» **Task directions**:
Copy out every line of the entries below without changing a single character.

* * * * * * *

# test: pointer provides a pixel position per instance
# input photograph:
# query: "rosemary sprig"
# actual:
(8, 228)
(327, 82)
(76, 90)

* * * * * * *

» **Written solution**:
# test: pointer provides a pixel position per instance
# input photograph:
# query: "rosemary sprig"
# actual:
(8, 228)
(327, 82)
(76, 90)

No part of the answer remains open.